Segment Start: Given records

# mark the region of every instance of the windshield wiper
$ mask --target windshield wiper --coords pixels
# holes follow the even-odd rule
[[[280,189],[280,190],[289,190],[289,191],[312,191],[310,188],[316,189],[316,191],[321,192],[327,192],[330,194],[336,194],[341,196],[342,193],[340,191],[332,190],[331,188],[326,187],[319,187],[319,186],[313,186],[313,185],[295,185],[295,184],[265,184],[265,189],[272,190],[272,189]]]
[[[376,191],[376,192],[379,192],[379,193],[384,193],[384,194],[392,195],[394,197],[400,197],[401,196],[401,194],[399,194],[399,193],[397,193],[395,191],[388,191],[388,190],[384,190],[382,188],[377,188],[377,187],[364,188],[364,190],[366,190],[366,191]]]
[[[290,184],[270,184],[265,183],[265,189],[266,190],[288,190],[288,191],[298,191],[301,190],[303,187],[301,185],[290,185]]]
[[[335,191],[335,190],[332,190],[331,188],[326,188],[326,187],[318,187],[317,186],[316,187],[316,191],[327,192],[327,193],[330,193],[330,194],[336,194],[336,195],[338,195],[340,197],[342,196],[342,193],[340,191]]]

Segment End: Given records

Task to complete: Whatever lies between the line containing "# holes follow the even-odd rule" and the final line above, both included, must be returned exactly.

Finished exercise:
# holes follow the even-odd rule
[[[280,189],[280,190],[289,190],[289,191],[312,191],[310,188],[316,189],[316,191],[321,192],[327,192],[330,194],[336,194],[341,196],[342,193],[340,191],[332,190],[331,188],[326,187],[319,187],[319,186],[313,186],[313,185],[295,185],[295,184],[265,184],[265,189],[272,190],[272,189]]]
[[[376,191],[376,192],[379,192],[379,193],[384,193],[384,194],[392,195],[394,197],[400,197],[401,196],[401,194],[399,194],[399,193],[397,193],[395,191],[388,191],[388,190],[384,190],[382,188],[377,188],[377,187],[364,188],[364,190],[366,190],[366,191]]]
[[[290,184],[270,184],[265,183],[265,189],[266,190],[288,190],[288,191],[298,191],[301,190],[303,187],[301,185],[290,185]]]
[[[335,191],[335,190],[332,190],[331,188],[326,188],[326,187],[318,187],[317,186],[316,187],[316,191],[327,192],[327,193],[330,193],[330,194],[336,194],[336,195],[338,195],[340,197],[342,196],[342,193],[340,191]]]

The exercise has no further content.